__出題 1__.
一人旅の記事の抜粋から「突然の想い出話をするが」で始まる段落を選び、主な事実を残して短く書き直してください。

__抜粋__.
⟨

最高に楽しいぼっち旅をしよう!

#9 29歳で一人旅をするのは「かわいそうなこと」なのか

29歳女がぼっち旅の魅力をお伝えする本企画。いよいよ最終章になります。色んなことがありました……。で、結局ぼっち旅で得られることってなんなんだ? 真船さんに振り返っていただきました。

●#9 29歳は旅に出るべき

金曜の夜に突然やってくるやつ

突然の想い出話をするが、NYに行く前、当時お付き合いをしていた男性と別れた。涙も修羅場もなく、非常に自然にあっさりと。

29歳という年齢はめちゃくちゃ微妙だ。
迫りくる「三十路」に向けての女としての焦りと、突然にして発生する母性への戸惑いと、変わりたくないという恐れがぐちゃぐちゃにやってくる。

⟩

__出題 2__.
以下の記録で文字列「leaning」を含む行を数え上げ、その数だけを答えてください。

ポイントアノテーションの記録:
⟨

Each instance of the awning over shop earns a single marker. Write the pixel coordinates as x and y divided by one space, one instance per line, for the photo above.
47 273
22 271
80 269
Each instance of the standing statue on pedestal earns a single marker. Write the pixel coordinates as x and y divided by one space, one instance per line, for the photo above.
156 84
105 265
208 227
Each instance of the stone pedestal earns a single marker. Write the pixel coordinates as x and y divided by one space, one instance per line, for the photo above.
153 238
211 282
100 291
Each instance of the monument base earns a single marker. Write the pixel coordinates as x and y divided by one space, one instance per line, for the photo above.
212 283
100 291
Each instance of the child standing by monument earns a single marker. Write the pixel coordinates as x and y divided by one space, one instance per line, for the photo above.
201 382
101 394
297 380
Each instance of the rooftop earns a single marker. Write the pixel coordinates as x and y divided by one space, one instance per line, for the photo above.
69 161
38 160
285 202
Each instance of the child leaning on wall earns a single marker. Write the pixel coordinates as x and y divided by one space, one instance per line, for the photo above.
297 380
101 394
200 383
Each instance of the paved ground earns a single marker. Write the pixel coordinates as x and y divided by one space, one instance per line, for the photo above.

⟩

__解答 1__.
NYに行く前、当時付き合っていた男性と、涙も修羅場もなく自然にあっさり別れた。

__解答 2__.
1